Outline labeling records:
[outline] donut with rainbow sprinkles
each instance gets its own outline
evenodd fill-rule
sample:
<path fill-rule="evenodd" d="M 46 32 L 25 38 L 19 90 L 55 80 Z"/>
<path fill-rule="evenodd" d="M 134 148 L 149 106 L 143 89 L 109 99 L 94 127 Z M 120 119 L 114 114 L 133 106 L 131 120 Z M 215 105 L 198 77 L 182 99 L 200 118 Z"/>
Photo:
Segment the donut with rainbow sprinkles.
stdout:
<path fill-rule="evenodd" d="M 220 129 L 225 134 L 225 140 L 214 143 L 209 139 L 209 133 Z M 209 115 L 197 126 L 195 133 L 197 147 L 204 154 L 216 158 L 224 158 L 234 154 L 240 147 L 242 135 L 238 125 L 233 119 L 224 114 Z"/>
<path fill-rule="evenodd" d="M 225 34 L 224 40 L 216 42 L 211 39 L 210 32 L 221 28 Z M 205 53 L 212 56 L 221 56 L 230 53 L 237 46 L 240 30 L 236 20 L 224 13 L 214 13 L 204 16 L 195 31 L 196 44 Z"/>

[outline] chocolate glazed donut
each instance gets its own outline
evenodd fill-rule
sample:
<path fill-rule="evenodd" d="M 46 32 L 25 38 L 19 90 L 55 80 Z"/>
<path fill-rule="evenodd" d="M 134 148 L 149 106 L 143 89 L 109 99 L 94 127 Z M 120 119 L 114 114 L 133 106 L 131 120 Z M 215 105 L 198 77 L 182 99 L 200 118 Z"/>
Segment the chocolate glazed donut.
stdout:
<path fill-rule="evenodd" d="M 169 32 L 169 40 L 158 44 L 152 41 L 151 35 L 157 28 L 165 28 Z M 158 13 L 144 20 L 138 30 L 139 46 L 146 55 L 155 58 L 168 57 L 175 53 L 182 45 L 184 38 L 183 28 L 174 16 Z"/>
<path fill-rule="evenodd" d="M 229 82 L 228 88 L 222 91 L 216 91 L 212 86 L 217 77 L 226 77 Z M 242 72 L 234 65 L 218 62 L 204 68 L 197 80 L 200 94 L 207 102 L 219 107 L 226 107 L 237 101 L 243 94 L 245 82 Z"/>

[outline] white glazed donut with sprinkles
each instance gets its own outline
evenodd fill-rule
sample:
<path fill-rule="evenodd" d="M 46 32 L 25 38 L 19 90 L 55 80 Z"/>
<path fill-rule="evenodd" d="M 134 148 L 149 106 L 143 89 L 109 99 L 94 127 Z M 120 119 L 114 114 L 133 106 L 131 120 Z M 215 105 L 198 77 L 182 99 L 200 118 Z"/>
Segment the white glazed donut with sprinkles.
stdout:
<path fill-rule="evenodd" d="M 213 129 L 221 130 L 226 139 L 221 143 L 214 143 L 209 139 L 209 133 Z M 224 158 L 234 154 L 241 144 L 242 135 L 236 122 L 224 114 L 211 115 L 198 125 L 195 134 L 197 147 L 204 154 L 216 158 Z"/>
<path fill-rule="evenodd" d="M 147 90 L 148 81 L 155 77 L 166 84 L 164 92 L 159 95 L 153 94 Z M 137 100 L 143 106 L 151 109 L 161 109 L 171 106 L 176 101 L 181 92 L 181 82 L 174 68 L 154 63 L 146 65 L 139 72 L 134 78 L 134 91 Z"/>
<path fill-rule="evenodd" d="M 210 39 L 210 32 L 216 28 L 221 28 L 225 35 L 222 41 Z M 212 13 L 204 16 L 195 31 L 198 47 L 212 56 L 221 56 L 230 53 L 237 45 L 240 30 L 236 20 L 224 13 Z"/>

* * *

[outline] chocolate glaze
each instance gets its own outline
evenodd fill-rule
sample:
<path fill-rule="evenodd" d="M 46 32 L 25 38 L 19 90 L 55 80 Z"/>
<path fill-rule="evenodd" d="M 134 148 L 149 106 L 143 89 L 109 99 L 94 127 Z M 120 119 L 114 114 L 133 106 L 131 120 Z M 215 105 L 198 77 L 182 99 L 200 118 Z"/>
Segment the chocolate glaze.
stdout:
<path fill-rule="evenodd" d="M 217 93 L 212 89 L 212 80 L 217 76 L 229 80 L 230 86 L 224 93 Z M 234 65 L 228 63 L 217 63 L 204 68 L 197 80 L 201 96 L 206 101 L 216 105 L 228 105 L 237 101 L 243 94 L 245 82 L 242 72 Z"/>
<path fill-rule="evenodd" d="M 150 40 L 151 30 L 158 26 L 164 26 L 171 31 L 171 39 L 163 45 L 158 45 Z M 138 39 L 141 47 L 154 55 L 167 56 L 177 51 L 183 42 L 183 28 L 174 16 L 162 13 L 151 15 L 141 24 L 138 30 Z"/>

> EXERCISE REQUIREMENTS
Please render the part of the records that opens with the line containing "[outline] white glazed donut with sprinkles" and closes with the line containing "213 129 L 221" as a two-column CSV with the columns input and output. Give one row for each input and its output, with each value in its own quoted field and line breaks replaced by spaces.

> THE RESPONSE
input,output
"[outline] white glazed donut with sprinkles each instance gets its own outline evenodd fill-rule sample: <path fill-rule=""evenodd"" d=""M 46 32 L 25 38 L 19 90 L 55 80 Z""/> <path fill-rule=""evenodd"" d=""M 134 148 L 149 106 L 143 89 L 109 99 L 94 127 Z M 120 119 L 114 114 L 133 106 L 131 120 Z M 215 105 L 198 77 L 182 99 L 200 118 Z""/> Segment the white glazed donut with sprinkles. stdout:","<path fill-rule=""evenodd"" d=""M 213 129 L 221 130 L 226 139 L 221 143 L 214 143 L 209 139 L 209 133 Z M 224 158 L 234 154 L 241 144 L 242 135 L 236 122 L 224 114 L 211 115 L 198 125 L 195 134 L 197 147 L 204 154 L 216 158 Z""/>"